begin DATA

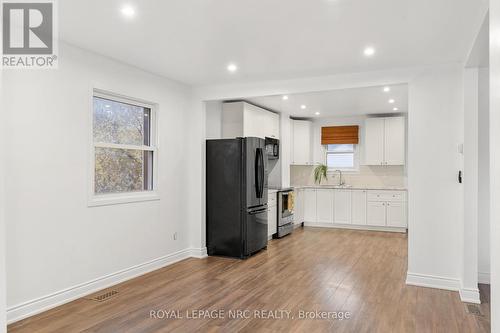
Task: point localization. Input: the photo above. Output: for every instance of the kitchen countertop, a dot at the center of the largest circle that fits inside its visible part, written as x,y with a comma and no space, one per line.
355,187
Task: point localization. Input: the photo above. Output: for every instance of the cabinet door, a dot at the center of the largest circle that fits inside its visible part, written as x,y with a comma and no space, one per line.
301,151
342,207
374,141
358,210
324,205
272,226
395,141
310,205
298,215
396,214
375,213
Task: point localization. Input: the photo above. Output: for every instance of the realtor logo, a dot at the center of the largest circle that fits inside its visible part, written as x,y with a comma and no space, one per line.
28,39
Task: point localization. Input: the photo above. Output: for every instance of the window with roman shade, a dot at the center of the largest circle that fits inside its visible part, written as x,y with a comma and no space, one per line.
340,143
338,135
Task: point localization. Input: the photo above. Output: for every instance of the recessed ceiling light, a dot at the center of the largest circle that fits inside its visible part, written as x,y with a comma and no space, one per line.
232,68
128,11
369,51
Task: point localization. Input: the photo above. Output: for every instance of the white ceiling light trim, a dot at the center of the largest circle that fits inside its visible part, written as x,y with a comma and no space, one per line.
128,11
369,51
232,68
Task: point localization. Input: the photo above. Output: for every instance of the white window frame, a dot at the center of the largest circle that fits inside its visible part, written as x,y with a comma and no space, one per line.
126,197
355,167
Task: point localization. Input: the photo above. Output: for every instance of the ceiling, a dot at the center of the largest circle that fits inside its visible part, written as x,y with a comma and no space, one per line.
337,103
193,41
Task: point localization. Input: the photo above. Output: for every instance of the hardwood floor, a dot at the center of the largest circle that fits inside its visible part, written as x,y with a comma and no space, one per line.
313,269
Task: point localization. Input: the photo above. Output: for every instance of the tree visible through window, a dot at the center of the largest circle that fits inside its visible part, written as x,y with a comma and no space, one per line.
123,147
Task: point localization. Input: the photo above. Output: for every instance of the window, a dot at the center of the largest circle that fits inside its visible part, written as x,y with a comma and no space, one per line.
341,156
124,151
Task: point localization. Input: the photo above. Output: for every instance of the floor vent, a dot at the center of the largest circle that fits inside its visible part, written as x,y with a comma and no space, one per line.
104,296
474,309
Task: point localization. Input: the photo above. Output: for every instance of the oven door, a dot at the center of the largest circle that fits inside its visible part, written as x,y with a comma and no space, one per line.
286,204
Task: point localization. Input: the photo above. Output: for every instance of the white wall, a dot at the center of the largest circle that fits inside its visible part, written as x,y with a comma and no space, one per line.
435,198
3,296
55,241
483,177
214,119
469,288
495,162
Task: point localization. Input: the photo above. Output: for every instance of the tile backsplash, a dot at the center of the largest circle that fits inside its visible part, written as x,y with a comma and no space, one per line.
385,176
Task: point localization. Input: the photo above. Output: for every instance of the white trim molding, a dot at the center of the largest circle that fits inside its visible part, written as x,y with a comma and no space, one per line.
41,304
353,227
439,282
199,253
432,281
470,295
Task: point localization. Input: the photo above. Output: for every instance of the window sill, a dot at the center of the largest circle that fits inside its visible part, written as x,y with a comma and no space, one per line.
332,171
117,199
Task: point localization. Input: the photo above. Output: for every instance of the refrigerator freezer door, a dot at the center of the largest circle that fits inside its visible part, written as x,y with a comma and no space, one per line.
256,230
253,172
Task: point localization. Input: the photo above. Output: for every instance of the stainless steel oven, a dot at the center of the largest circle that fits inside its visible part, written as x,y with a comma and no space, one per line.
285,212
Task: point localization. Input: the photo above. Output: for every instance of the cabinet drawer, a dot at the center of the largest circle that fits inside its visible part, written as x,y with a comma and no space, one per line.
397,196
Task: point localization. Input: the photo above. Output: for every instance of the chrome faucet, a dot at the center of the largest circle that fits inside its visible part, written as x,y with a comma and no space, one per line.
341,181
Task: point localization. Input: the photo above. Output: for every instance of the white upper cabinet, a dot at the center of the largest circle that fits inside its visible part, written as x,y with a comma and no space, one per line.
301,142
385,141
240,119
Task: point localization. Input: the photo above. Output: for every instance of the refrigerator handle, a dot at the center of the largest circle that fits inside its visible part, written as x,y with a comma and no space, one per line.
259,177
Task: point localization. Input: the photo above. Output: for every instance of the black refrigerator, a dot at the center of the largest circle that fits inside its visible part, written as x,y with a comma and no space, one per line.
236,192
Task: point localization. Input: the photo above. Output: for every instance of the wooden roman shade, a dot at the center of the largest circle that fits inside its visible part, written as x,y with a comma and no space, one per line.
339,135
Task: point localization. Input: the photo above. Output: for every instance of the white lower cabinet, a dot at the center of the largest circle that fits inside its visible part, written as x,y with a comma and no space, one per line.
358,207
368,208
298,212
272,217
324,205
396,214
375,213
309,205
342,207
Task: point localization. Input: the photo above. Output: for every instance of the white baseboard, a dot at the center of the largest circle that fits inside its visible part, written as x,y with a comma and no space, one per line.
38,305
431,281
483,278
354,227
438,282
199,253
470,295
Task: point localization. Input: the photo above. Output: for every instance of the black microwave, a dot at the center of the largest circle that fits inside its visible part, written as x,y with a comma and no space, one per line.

end DATA

▸ **INSTRUCTIONS FOR THE TASK**: Copy each line exactly, from the line containing "white baseboard, a" down to the last line of the material, and no other lines.

▸ **REPLY**:
Task: point localization. Input: the photo above. Output: for every instance of the white baseboard, a dot at the center of the largest circle that fits inside its visible part, written as x,y with a comma and no space, one per line.
38,305
431,281
483,278
354,227
438,282
199,253
470,295
Task: point localization. Input: the photo above. Output: for every instance of the black microwave, a dot at the center of the largest circle that fits inside its visible part, written as x,y with a comma and no space, one per line.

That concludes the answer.